_Activity list_
[A] Retype part of the article about Haseley, beginning at the words "Tough case for" and stopping after the words "or other benefits.".
[B] Answer these questions from the article about Haseley:
(i) What was Haseley's first job, and for which company?
(ii) How did one of Haseley's best friends die?
(iii) Under state law, what can and cannot happen when Adult Protective Services deals with an adult who has mental capacity?

** Text shown follows **

Haseley grew up on a farm in the Ransomville area, where he recalls a big barn fire when he was a boy, he said.
"My parents sold the farm and got divorced," he said.
His first job was as a "garbage picker" for Modern Disposal in Lewiston. He also spent many years working for Haseley Trucking, a Town of Niagara construction company then owned by his cousin. When the cousin died, there was less work for him, and eventually he left a job that once paid him about $1,000 a week.
A lifelong friend, who asked not to be identified, called Haseley a kind and highly intelligent man whose life was fractured by tragedy. One of Haseley's best friends committed suicide by throwing himself over Niagara Falls. Eight years ago, another best friend was murdered.
"It was a lot to handle all at once," Haseley said.
"That's what finally took him down all the way," the friend said. "Everyone grieves differently. It just devastated him."
Haseley has a record of petty arrests. He said he served a year in jail because of a burglary charge that was reduced to petit larceny.
"He's highly intelligent, but he chooses to live this life," Catanzaro said.
Why not try to go back to his former life?
"There's really no former life to go back to," Haseley said.
Tough case for agencies
A neighbor called an ambulance for Haseley on Memorial Day weekend, and he was transported to Niagara Falls Memorial Medical Center.
"In one hour, he was back," Catanzaro said.
"Our medical center does whatever is necessary to provide a safe discharge for our patients," Memorial spokesman Patrick J. Bradley said.
If a patient doesn't have a community-based provider, the hospital attempts to link the patient with help, including sometimes calling the Department of Social Services for emergency housing or other benefits.
"However, every individual is unique – and no organization has control over an individual who has the capacity to make his her own decisions," Bradley said.
That last point is crucial. State law says an adult who has mental capacity can be offered help from Adult Protective Services but cannot be forced to accept it.
Most officials contacted by The News said they couldn't talk about Haseley's case because of federal privacy laws.
"There are rules put into effect to protect a person's privacy that sometimes prevent you from doing what you want to do," Niagara County Public Health Director Daniel J. Stapleton said.

** End of Text shown **
** Provided records follows **

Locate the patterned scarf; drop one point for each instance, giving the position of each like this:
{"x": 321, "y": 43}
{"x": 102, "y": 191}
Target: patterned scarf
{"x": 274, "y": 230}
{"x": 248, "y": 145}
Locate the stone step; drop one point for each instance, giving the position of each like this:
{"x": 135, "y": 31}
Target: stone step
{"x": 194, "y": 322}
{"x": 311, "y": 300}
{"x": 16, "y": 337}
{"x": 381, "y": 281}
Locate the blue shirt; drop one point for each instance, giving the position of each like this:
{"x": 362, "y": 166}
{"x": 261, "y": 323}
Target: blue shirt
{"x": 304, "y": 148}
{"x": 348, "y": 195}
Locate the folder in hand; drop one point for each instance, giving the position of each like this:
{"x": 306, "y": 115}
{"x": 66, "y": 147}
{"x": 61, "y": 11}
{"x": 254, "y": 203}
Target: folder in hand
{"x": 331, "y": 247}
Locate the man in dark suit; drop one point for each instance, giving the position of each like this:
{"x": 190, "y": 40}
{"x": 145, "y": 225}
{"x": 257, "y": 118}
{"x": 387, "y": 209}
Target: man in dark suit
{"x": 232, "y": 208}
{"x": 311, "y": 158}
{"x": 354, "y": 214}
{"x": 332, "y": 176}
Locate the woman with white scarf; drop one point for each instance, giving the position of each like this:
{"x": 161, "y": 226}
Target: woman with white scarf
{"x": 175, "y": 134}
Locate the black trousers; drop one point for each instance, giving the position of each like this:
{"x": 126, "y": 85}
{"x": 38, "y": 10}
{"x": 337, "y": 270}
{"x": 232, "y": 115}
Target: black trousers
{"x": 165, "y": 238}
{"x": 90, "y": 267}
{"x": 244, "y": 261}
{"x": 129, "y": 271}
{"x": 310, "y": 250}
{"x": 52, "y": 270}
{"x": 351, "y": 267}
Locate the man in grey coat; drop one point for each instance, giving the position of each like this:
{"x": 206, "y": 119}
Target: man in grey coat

** End of Provided records **

_Exercise results_
[A]
Tough case for agencies
A neighbor called an ambulance for Haseley on Memorial Day weekend, and he was transported to Niagara Falls Memorial Medical Center.
"In one hour, he was back," Catanzaro said.
"Our medical center does whatever is necessary to provide a safe discharge for our patients," Memorial spokesman Patrick J. Bradley said.
If a patient doesn't have a community-based provider, the hospital attempts to link the patient with help, including sometimes calling the Department of Social Services for emergency housing or other benefits.

[B]
(i) He worked as a "garbage picker" for Modern Disposal in Lewiston.
(ii) He committed suicide by throwing himself over Niagara Falls.
(iii) The adult can be offered help but cannot be forced to accept it.